> How to complete this task: In the records below, find the line that contains "Where can the woman's right" and the line that contains "column 513, row 784", then retype exactly those two lines and every line between them.

> Input:
▼
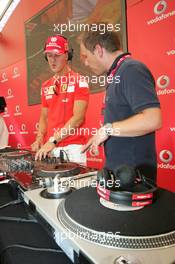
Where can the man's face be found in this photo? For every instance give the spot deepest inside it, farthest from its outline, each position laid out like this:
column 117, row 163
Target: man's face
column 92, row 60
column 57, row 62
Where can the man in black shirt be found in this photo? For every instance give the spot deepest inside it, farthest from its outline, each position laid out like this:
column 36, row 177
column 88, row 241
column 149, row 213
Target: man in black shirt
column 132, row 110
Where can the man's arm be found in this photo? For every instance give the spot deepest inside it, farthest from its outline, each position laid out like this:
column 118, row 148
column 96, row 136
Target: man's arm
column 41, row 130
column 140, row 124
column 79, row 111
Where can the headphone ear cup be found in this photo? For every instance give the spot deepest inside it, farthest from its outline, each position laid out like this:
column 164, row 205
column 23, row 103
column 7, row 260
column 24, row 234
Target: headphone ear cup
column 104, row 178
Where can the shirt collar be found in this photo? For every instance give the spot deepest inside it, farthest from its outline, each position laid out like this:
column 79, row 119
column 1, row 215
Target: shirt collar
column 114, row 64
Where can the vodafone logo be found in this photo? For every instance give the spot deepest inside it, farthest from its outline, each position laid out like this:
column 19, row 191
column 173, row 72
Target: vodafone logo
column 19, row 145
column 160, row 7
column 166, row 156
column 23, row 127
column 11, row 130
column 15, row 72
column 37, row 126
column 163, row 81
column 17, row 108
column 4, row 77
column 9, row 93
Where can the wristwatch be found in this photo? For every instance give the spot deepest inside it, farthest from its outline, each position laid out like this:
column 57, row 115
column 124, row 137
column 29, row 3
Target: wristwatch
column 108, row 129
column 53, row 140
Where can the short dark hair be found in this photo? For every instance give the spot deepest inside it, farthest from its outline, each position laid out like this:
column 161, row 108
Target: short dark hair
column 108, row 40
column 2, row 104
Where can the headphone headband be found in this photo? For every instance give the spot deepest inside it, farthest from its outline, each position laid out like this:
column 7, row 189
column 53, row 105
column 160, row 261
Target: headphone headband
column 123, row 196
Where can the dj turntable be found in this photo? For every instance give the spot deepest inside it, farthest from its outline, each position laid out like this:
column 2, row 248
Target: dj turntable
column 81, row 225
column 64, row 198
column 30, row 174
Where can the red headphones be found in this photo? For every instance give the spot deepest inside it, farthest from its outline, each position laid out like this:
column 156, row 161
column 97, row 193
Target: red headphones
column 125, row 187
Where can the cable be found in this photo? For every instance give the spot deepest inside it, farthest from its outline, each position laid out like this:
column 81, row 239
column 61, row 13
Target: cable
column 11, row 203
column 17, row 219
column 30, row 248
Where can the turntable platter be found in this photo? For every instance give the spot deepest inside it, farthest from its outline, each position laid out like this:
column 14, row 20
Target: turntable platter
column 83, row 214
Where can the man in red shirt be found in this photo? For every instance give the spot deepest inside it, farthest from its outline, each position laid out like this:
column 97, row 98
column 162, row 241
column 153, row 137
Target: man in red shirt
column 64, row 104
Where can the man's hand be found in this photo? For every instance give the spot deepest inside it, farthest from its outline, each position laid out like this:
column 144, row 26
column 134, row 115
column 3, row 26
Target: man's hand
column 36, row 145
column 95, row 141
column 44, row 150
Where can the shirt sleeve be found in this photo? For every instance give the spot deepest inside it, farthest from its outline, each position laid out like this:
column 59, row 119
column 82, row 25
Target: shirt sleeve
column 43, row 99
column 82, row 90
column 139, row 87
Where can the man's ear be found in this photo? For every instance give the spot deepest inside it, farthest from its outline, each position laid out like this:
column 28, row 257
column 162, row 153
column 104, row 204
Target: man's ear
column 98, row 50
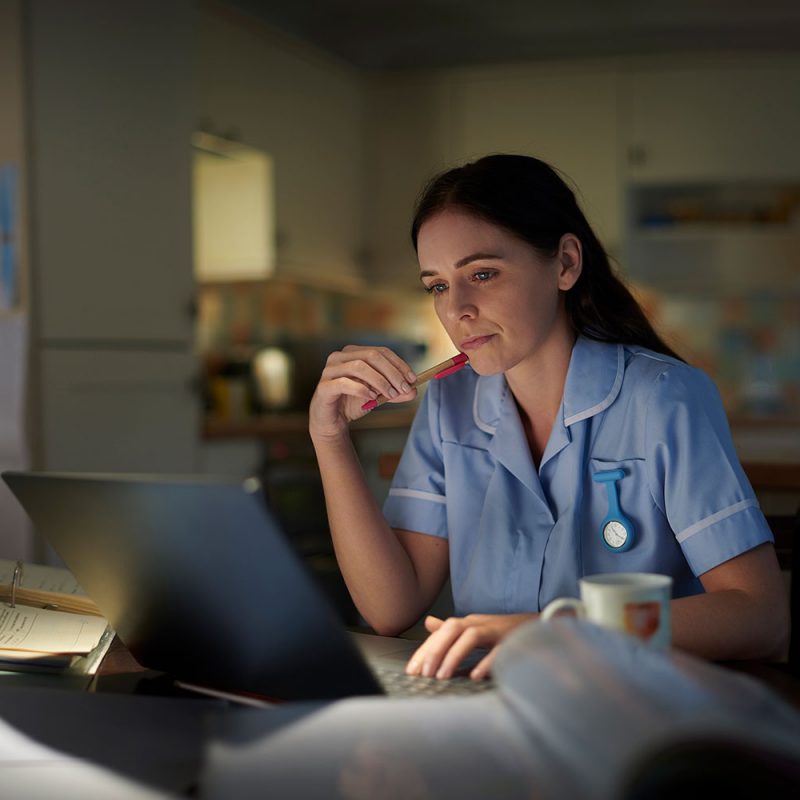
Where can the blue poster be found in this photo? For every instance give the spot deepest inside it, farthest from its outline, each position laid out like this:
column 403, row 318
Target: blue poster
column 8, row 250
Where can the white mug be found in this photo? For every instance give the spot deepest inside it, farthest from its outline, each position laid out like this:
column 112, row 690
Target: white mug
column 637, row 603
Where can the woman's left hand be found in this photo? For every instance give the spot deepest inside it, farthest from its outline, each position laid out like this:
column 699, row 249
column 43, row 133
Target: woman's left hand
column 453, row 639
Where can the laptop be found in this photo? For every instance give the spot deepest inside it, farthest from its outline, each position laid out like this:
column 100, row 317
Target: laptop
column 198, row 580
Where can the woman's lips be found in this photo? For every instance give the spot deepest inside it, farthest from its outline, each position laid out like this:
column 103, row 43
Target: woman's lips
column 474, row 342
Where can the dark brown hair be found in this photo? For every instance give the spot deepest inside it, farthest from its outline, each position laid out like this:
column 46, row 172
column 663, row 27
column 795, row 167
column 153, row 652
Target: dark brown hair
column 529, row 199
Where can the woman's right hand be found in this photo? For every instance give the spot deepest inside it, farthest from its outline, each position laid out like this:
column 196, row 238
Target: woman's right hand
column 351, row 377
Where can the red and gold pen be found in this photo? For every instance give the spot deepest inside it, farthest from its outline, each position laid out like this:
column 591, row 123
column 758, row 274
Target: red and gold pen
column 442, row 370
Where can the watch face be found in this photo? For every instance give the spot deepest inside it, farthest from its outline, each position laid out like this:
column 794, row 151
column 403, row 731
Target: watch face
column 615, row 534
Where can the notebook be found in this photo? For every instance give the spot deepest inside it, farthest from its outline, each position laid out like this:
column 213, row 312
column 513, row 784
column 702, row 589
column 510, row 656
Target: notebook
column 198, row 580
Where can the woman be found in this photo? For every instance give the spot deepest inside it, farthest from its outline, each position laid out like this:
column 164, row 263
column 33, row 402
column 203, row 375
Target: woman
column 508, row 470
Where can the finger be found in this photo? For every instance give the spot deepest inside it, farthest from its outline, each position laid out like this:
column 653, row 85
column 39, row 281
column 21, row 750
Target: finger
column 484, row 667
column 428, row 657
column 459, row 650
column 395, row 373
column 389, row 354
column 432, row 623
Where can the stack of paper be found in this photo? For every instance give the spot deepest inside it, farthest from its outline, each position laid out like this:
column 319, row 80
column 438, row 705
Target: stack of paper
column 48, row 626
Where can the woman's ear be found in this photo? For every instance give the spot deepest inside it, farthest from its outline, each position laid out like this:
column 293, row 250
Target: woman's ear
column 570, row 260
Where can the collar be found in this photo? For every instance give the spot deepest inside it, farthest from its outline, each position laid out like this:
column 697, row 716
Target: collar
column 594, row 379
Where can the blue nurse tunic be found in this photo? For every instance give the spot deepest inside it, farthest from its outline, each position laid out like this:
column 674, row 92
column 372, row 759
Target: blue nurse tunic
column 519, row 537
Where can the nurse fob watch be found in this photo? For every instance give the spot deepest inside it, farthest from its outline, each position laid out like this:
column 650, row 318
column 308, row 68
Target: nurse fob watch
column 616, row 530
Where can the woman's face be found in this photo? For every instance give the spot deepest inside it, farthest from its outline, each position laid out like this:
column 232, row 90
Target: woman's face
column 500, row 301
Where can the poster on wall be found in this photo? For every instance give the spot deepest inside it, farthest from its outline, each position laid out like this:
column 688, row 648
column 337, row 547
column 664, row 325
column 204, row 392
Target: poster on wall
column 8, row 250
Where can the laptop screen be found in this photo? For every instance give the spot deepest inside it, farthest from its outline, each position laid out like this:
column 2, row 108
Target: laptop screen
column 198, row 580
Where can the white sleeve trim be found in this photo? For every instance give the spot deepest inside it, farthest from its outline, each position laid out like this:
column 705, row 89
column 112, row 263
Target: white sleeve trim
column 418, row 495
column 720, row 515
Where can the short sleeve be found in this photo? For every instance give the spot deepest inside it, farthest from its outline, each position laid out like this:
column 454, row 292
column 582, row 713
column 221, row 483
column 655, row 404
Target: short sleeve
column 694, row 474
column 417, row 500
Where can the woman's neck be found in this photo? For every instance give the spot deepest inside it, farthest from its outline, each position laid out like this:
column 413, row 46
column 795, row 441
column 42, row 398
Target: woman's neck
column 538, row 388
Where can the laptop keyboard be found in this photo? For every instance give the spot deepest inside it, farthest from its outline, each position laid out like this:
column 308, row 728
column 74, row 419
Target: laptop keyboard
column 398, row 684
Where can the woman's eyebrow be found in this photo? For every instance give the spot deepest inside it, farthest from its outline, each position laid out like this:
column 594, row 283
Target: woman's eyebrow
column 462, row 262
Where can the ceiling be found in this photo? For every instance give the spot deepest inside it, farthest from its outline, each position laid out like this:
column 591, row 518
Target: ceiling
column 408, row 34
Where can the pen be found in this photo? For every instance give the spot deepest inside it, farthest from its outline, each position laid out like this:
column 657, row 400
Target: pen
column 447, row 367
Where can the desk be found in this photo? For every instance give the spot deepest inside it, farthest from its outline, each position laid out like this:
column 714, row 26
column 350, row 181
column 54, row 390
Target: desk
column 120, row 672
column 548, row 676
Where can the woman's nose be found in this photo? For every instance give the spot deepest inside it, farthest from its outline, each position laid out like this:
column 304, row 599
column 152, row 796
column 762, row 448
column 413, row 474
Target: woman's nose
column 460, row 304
▲
> Task result:
Where can the woman's right hand be found in this photo? For every instance give the spot deepest inside it, farthest from its outline, each position laid out like this:
column 196, row 238
Target: woman's right hand
column 351, row 377
Where can the red and gold pen be found in this photo? For every instance give the spot deepest inside it, farthest from its outline, each position laid out like this:
column 591, row 123
column 758, row 274
Target: red and gold pen
column 442, row 370
Where can the watch face be found in this photo? For every instance give the spot deepest inside it, farthest from its outline, each position laid out like this:
column 794, row 151
column 403, row 731
Target: watch face
column 615, row 534
Where can the notebook be found in this photo? For every instance give the spot deepest inside it, farthest from its outline, each position laid out like this:
column 213, row 312
column 513, row 784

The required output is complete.